- What the task asks -
Go through each line of the records below and count those with the word "plumage". Give only the count.

- Exercise inputs -
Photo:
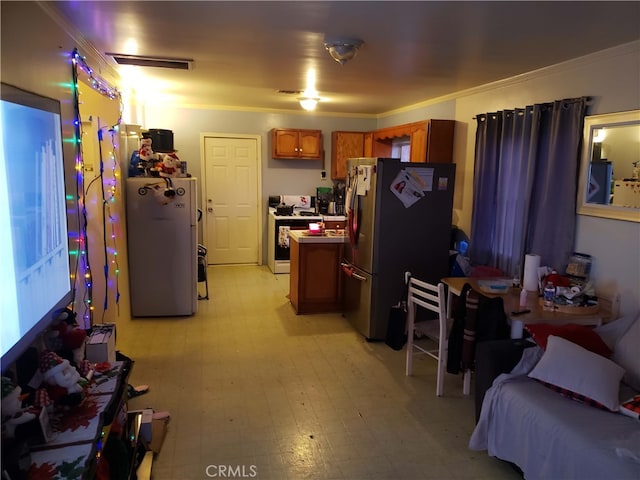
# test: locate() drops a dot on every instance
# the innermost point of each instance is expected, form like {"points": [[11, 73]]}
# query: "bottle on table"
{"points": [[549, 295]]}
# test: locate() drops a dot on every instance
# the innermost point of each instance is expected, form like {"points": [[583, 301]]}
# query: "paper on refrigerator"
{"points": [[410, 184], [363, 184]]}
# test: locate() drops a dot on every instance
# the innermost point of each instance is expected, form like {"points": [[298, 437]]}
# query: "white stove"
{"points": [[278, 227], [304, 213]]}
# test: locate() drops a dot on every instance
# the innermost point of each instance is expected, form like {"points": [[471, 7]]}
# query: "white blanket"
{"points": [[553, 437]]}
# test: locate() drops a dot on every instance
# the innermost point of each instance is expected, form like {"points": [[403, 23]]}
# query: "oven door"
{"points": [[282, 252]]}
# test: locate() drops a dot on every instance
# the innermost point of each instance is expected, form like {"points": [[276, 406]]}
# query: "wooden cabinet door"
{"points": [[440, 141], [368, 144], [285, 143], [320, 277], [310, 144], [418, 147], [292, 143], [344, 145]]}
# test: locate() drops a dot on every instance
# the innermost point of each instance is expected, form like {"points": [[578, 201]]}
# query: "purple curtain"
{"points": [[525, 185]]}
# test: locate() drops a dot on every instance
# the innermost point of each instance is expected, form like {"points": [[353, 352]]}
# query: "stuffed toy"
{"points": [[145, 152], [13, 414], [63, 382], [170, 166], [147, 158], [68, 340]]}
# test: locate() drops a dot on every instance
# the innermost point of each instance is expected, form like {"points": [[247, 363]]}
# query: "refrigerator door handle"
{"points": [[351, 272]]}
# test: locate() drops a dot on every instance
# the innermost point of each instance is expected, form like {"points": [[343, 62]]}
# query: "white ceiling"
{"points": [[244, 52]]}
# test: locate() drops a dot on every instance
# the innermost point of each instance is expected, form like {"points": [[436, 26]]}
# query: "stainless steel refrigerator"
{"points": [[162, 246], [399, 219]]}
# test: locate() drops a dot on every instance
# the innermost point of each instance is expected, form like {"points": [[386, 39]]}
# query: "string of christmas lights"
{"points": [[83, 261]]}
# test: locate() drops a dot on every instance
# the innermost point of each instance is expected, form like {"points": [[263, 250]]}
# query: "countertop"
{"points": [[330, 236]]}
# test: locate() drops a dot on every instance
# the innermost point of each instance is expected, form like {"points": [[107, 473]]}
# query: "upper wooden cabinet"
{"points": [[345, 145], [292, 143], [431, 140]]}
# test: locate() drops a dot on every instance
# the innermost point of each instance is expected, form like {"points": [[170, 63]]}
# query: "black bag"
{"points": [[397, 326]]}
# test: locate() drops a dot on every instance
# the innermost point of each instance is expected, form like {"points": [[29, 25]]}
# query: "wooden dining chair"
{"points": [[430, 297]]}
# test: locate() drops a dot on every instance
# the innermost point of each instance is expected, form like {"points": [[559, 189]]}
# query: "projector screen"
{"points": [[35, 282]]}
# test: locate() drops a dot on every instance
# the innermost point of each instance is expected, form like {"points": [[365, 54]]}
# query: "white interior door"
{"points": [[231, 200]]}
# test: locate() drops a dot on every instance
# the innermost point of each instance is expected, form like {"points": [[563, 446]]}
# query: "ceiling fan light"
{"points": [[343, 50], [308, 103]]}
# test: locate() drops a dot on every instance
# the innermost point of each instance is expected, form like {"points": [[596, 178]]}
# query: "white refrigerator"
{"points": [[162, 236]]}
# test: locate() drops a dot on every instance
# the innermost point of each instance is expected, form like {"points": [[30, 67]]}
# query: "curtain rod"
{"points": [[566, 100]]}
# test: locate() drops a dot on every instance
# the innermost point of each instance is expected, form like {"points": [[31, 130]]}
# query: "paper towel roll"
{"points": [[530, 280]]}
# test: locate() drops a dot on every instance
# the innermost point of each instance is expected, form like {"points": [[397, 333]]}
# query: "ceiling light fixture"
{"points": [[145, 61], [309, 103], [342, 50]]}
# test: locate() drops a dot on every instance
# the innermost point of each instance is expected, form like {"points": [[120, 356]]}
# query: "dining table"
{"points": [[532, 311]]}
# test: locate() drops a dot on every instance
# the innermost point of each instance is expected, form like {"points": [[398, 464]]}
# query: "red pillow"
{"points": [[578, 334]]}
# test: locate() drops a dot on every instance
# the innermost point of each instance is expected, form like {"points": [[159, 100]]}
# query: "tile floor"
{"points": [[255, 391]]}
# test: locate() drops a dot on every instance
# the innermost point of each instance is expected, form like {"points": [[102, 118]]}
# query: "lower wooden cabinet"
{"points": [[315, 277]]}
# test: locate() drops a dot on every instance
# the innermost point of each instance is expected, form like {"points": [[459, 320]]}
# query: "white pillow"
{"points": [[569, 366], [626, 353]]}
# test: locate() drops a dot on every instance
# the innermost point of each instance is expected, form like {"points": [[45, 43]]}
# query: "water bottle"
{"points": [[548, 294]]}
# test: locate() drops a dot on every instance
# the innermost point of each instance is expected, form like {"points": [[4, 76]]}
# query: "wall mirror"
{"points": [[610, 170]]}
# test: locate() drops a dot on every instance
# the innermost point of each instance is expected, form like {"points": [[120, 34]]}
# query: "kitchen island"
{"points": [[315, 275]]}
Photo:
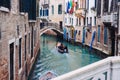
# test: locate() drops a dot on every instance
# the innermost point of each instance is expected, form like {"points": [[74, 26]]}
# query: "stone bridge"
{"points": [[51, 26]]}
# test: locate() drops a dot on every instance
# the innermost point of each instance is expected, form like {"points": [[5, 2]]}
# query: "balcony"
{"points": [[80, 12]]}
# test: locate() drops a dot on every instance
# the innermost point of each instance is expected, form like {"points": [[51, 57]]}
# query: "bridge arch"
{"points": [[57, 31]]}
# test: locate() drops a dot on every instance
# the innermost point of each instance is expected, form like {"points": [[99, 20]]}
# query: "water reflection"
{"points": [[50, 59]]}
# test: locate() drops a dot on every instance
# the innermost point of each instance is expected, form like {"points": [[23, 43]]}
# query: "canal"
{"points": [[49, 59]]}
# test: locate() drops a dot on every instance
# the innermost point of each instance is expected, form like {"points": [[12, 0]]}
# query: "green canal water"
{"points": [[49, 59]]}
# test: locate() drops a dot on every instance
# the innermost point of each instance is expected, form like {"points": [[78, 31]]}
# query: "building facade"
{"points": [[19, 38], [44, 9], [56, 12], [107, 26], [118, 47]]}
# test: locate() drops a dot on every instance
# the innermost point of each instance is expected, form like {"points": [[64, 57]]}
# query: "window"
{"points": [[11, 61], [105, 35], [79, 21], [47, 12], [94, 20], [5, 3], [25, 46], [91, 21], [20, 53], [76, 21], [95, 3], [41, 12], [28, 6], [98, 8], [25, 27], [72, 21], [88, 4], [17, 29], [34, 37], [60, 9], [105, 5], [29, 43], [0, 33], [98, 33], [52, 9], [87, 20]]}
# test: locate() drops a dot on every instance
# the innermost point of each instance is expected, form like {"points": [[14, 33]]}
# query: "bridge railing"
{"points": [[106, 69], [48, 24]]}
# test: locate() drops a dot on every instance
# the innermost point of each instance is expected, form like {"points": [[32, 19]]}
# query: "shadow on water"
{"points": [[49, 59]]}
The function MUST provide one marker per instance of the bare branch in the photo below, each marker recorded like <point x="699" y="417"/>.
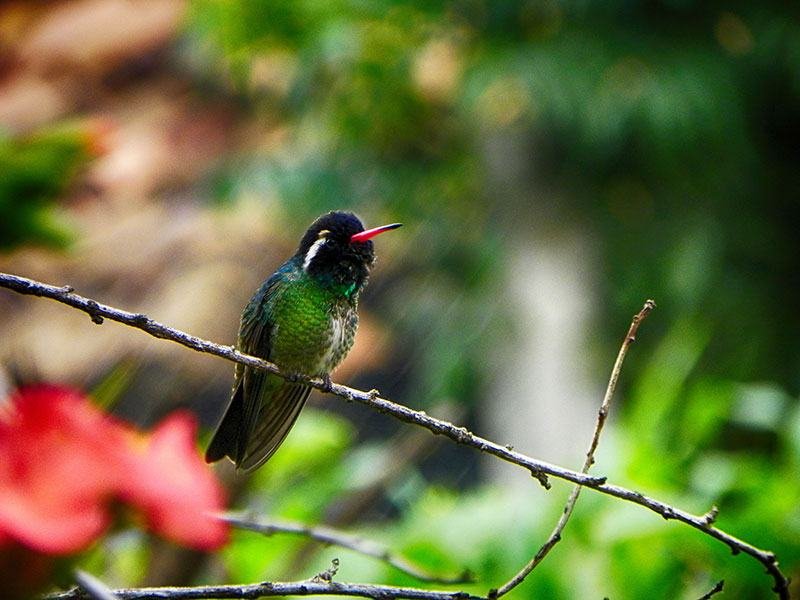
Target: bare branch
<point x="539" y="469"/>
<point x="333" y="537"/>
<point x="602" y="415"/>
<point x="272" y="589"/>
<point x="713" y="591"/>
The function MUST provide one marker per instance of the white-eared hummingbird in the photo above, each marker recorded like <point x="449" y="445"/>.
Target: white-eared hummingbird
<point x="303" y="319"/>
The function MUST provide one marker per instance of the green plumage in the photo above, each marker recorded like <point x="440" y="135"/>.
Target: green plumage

- Your response -
2